## [Extract]
┏━━

NOTE: This is the the old Media Lens website, please visit the new site here.
The death of Milosevic coincides with a book by David Edwards and David Cromwell who founded Media Lens, a website that monitors media accuracy.
It is not necessary to agree with their decidedly left-wing views on economics or politics to find their analysis fascinating and important. Meticulously and convincingly, they show how even the liberal press - 'The Guardian', 'The Independent', 'The News York Times' - failed to defy the politicians and reveal that the reasons given for war in Serbia and then Iraq were lies.
Whatever Milosevic may have done, the use of the word genocide to describe
Serbian actions in Kosovo was nonsense and the NATO Governments knew it.
After the war, the allegations of massacre and mass murder in Kosovo, the
authors point out, also turned out to be largely fiction. The media knew
it too but went along with the charade.
As the same is true of Iraq. The success of the campaign of dissimulation
over Kosovo and the failure of the media to question dishonest NATO propaganda
was a dress rehearsal for Iraq. Why, the authors ask, did the press accept
fictional genocide in Kosovo and then largely ignore real genocide in East
Timor a few weeks later?
Other embarrassing gaps and distortions in media coverage in Haiti, Afghanistan
and Latin America are analysed with devastating effect. The authors allege,
not a conspiracy but a structural deformity which guarantees a lack of independence.

┗━━

## [Parts of the exercise]
• A. In the review, who founded Media Lens?
• B. Using the review, explain why it holds that the book's analysis matters even to readers who do not share the authors' left-wing views on economics or politics.
• C. Write the next part of the review of the Media Lens book, continuing from its last sentence.

## [Raw records]
┏━━

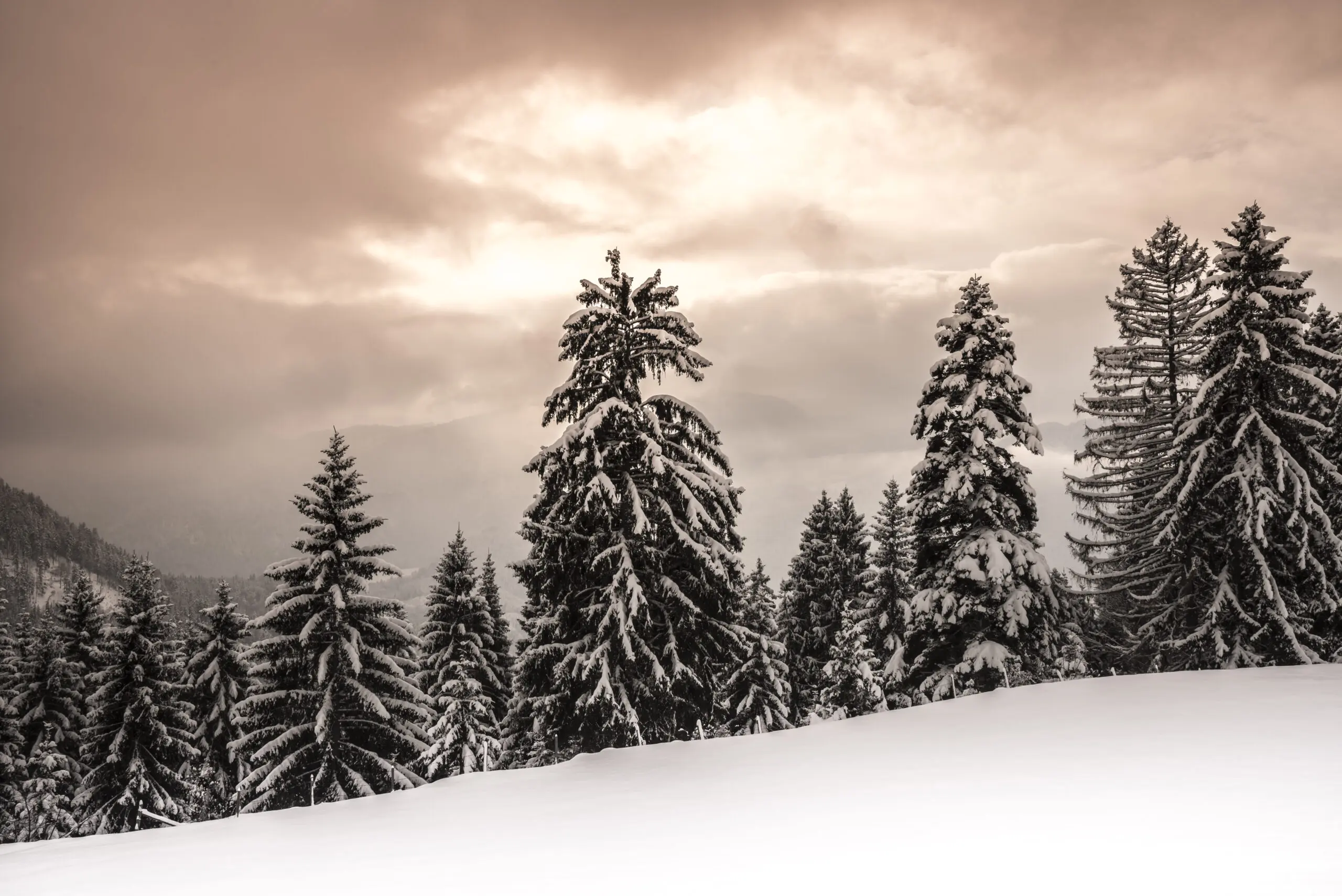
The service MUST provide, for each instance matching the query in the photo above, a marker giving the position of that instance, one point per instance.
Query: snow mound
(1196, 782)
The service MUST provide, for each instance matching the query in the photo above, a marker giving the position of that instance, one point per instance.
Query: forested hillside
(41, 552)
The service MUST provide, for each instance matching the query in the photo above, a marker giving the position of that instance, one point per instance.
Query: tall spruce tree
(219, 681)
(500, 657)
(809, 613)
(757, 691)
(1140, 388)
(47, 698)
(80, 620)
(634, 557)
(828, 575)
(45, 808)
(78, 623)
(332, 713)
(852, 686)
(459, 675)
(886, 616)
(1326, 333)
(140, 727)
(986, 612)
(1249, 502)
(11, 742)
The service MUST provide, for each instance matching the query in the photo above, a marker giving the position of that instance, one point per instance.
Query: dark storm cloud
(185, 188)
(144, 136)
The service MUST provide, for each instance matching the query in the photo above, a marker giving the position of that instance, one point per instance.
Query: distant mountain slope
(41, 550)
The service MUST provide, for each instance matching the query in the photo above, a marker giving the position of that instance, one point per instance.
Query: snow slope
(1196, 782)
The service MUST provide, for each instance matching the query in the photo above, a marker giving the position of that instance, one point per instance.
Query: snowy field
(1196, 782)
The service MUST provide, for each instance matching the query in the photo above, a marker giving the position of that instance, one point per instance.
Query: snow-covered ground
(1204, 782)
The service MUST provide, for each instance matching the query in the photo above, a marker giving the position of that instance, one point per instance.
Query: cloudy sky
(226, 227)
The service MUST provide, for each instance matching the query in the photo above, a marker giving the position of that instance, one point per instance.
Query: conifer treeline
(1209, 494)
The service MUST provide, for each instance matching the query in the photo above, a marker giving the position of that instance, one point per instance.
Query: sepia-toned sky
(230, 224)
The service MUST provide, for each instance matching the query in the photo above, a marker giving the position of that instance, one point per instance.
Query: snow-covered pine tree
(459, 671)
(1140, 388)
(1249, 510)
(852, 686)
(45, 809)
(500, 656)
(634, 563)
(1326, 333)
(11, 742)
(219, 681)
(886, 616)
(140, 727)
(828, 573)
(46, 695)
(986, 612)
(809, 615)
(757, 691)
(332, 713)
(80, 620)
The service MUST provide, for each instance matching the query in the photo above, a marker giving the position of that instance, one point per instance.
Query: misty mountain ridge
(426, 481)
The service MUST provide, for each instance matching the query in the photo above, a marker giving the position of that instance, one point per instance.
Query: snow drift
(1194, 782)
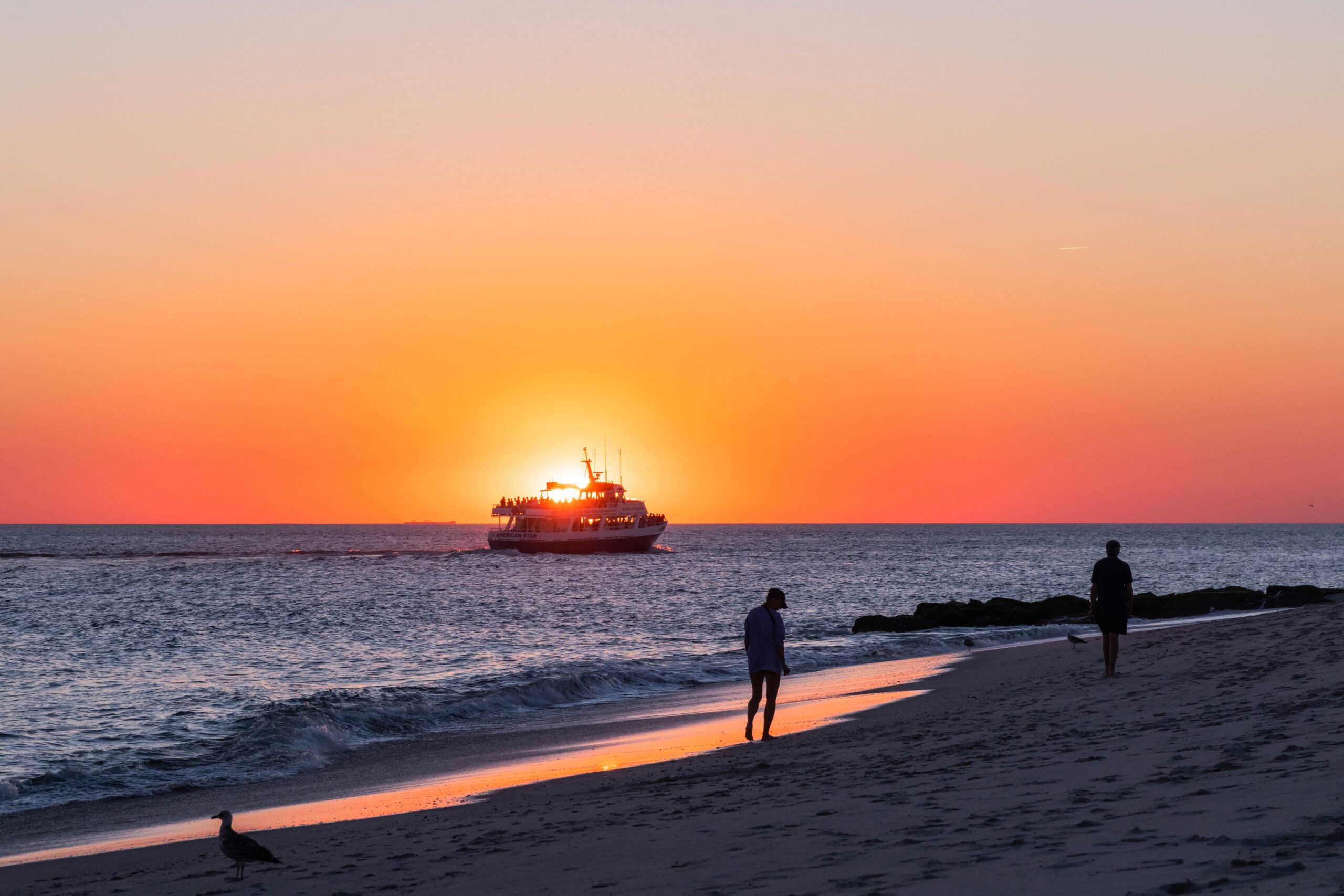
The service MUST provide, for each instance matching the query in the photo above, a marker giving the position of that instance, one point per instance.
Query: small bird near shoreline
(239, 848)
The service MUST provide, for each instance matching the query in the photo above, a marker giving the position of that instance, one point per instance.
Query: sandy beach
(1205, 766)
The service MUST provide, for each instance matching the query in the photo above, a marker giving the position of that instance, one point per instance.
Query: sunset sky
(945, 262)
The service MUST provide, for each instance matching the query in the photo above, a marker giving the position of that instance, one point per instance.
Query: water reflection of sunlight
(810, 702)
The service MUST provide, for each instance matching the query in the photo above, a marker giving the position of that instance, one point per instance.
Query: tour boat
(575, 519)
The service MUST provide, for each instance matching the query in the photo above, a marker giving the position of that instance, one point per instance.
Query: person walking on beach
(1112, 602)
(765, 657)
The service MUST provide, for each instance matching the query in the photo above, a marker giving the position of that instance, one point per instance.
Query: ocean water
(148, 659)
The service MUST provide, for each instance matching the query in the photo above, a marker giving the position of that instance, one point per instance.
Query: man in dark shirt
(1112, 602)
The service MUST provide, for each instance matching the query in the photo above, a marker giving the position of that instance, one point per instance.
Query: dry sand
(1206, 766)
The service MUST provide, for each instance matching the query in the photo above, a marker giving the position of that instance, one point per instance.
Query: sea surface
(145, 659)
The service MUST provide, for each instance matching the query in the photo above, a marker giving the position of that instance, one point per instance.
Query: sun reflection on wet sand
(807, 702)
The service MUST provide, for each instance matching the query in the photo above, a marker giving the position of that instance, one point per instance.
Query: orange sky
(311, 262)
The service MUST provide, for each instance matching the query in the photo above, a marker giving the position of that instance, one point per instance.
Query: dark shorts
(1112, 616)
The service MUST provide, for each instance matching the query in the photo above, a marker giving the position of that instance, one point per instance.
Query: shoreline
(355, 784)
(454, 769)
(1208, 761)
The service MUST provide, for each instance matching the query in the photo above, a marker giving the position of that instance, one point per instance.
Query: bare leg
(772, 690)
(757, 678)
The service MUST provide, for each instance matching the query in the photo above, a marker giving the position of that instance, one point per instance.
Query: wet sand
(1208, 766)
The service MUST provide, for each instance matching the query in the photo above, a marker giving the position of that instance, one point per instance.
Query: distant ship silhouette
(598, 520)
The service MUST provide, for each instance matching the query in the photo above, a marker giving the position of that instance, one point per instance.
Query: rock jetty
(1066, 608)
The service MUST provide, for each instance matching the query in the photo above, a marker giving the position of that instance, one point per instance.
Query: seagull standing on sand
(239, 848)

┗━━
┏━━

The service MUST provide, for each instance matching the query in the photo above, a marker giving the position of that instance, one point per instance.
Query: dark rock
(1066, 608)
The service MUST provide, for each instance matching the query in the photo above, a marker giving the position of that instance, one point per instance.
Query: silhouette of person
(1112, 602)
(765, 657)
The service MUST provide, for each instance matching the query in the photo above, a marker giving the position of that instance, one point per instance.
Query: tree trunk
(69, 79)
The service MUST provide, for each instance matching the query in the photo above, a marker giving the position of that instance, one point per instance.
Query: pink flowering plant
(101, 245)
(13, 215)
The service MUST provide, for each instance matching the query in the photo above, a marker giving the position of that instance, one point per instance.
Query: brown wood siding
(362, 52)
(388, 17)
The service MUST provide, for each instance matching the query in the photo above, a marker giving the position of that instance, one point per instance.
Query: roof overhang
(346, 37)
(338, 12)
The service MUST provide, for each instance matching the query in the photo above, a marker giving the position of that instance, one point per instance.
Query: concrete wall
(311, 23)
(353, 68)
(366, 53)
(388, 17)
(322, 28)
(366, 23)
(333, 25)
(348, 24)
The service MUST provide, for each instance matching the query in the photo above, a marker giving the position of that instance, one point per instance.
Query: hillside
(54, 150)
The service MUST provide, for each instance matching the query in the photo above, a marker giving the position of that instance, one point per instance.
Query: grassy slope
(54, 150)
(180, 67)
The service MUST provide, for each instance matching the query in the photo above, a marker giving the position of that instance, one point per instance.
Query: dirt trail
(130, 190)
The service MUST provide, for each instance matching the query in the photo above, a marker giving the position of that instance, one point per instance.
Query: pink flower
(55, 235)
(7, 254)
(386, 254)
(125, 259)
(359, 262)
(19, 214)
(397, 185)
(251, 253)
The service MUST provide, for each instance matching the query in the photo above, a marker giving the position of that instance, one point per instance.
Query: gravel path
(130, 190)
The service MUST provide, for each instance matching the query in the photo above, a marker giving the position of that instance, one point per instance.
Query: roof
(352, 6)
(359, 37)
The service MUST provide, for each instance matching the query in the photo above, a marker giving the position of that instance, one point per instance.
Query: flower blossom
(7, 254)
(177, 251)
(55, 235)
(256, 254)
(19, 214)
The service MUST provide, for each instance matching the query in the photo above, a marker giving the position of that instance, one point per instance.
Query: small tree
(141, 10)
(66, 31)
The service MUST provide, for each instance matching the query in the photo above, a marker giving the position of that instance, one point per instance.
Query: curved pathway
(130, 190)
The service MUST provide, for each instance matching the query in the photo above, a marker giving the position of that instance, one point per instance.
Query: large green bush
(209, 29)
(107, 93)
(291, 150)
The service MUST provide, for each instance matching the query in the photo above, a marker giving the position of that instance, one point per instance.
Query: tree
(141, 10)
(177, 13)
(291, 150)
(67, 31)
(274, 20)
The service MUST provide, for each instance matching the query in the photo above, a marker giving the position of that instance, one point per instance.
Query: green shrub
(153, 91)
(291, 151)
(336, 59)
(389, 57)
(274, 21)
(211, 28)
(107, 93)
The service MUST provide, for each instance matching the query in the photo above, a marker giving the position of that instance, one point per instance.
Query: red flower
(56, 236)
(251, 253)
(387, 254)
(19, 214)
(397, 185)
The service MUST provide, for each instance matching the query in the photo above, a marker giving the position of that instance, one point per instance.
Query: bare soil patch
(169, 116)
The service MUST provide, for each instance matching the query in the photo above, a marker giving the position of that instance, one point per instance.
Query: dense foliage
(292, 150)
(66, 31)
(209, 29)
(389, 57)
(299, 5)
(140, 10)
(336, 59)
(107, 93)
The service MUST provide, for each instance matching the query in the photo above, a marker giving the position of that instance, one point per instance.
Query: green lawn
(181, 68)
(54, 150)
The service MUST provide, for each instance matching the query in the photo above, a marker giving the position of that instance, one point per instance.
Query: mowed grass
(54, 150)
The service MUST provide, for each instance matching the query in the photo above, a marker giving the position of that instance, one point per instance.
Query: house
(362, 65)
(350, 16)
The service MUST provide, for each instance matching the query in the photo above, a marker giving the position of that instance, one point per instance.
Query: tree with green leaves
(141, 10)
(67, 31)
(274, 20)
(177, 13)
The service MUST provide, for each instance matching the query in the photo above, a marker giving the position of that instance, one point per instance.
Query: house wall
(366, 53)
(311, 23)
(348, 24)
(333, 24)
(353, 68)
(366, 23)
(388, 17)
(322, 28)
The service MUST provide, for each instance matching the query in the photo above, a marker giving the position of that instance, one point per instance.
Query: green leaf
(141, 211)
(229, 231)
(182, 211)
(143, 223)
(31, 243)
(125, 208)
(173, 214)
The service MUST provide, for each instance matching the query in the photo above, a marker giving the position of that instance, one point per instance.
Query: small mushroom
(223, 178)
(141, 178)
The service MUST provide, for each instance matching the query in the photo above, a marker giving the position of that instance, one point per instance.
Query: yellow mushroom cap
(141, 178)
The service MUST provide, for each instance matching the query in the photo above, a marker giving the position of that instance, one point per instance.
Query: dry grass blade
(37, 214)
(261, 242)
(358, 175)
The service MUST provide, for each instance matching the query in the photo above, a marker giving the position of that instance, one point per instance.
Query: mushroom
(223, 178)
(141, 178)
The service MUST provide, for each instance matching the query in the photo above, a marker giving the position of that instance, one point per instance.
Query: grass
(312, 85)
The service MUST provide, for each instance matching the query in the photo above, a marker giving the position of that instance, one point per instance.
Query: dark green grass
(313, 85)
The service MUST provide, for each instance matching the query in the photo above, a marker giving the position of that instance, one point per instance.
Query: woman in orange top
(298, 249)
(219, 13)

┗━━
┏━━

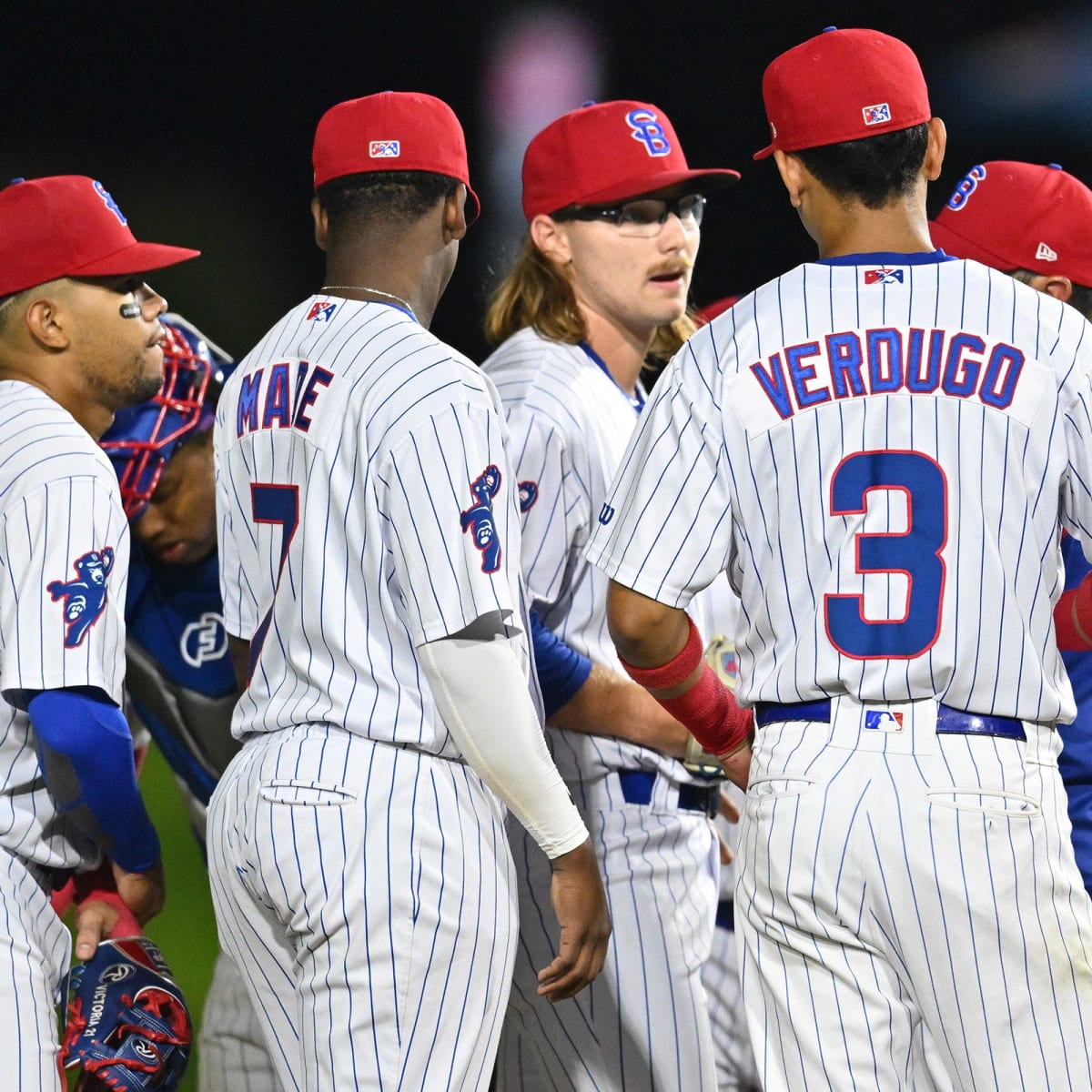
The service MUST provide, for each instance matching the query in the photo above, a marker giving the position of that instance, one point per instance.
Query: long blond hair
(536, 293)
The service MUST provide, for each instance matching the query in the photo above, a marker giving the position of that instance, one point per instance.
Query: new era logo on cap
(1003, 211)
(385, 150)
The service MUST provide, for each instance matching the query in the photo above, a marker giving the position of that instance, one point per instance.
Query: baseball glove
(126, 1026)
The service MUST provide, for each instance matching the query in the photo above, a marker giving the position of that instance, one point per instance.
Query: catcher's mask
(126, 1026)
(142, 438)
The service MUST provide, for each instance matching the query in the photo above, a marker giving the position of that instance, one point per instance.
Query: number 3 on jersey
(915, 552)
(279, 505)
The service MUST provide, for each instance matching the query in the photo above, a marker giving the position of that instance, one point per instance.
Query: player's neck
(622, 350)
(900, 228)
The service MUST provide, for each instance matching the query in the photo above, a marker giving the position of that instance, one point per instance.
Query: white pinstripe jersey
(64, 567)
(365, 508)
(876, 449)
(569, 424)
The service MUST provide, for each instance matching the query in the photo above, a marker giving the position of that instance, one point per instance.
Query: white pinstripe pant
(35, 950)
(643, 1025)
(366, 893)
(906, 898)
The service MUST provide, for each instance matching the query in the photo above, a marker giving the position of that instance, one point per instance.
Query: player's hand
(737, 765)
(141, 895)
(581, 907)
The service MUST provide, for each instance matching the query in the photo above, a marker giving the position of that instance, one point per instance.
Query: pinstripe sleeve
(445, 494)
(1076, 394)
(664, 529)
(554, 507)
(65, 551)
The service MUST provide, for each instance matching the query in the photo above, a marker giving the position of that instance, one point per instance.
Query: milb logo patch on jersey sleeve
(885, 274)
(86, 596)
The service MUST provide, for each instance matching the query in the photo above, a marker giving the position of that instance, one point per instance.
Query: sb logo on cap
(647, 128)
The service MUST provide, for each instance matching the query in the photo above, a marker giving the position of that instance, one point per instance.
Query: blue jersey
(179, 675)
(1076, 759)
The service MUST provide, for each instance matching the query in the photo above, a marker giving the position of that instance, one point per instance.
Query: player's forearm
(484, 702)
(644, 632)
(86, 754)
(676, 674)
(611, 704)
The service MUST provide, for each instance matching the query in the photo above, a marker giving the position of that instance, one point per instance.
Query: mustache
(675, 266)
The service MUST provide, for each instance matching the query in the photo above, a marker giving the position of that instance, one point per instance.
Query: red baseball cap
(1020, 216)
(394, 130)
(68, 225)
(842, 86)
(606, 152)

┗━━

## [Written responses]
• A. David Edwards and David Cromwell founded Media Lens.

• B. The review says the book shows, meticulously and convincingly, that even the liberal press failed to stand up to politicians. That press did not reveal that the reasons given for war in Serbia and then Iraq were lies.

• C.
How, they wonder, can newspapers and TV networks challenge big corporations
and governments when they themselves are part of that world, with advertisers
paying 75% of the bills? The sort of people who become top media figures
do not ask embarrassing questions when push comes to shove because if they
do, they do not last long. A dramatic example is Andrew Gilligan, the BBC
defence correspondent who blew the whistle on the lies over WMD in Iraq
and was sacked.
They point to a ray of hope in the 'netizens', the totally new element in the media equation. Top journalists (even bottom ones) who carelessly or deliberately fail to present a true picture are immediately assailed by a shower of e-mail and angry blog comments from well-informed surfers and it is improving their performance. You are unlikely to have read about 'Guardians of Power: the myth of the liberal press' published by the Pluto Press, London, because the said liberal media are so miffed they have largely refused to review it, thus neatly confirming the authors' point.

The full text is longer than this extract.